▶ [Task goal] Report all lines below with the word "plate".

▶ [Excerpted records]
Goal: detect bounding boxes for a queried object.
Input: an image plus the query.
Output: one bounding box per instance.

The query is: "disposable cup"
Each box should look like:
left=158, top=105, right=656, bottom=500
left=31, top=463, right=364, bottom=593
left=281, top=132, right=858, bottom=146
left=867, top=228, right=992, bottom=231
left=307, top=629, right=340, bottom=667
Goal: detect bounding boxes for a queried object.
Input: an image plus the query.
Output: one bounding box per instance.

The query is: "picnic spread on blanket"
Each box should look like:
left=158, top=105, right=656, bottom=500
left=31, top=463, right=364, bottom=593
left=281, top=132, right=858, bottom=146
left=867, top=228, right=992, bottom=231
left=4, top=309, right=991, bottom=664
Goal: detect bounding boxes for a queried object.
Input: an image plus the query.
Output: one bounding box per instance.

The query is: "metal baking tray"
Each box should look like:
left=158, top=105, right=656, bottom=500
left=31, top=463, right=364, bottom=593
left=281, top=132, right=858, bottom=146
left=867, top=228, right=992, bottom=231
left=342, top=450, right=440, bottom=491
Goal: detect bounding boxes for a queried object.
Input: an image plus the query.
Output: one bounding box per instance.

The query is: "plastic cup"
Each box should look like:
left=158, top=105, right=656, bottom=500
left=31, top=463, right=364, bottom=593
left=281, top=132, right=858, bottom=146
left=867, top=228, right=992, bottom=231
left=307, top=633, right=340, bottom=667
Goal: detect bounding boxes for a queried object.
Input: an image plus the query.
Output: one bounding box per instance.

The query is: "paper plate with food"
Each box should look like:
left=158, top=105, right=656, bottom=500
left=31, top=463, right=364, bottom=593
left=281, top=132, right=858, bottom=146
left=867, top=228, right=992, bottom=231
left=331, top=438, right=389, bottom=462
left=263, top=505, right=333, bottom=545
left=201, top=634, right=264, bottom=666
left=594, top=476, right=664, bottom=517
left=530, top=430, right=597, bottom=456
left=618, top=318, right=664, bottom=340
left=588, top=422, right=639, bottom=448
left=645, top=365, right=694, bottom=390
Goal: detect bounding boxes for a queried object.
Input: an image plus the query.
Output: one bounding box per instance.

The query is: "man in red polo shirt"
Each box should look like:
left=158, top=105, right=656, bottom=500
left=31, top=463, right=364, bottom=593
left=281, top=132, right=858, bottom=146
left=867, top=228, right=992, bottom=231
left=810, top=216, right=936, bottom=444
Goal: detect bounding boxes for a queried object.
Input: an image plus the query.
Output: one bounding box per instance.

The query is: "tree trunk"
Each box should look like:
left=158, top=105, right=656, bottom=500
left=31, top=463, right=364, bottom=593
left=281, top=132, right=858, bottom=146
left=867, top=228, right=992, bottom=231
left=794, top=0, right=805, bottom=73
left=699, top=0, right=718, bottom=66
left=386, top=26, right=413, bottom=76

---

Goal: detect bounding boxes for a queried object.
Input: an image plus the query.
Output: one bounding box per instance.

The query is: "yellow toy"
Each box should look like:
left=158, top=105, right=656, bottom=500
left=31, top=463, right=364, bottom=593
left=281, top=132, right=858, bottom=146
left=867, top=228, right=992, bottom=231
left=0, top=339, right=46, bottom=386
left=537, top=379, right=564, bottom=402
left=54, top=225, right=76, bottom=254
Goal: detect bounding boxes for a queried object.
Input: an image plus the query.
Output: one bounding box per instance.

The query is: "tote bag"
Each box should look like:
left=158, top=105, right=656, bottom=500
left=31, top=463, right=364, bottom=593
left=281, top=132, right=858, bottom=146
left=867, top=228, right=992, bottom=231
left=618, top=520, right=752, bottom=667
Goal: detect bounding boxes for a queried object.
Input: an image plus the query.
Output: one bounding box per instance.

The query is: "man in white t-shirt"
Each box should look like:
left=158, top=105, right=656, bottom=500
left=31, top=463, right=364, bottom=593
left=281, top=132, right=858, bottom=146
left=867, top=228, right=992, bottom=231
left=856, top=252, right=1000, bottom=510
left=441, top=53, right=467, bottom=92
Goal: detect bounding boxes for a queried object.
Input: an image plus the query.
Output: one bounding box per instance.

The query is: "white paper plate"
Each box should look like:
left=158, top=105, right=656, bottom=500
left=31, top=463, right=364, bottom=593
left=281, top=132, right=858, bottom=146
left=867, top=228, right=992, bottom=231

▶ [Result of the exercise]
The query is: "paper plate with food"
The query is: "white paper plate"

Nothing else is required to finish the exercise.